Set problem: Copy the material below line for line, leaving out the pictures.

* START *

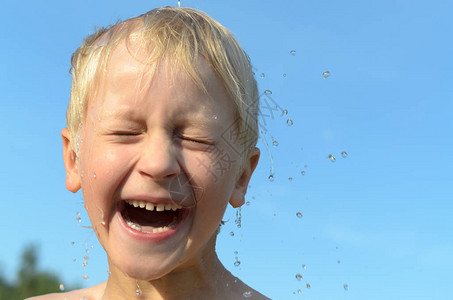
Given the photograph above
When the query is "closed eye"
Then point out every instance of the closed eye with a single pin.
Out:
(197, 141)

* END *

Full solution:
Given the photograph above
When the query is "closed eye"
Then point out every instance of the closed eye with a single pin.
Out:
(197, 141)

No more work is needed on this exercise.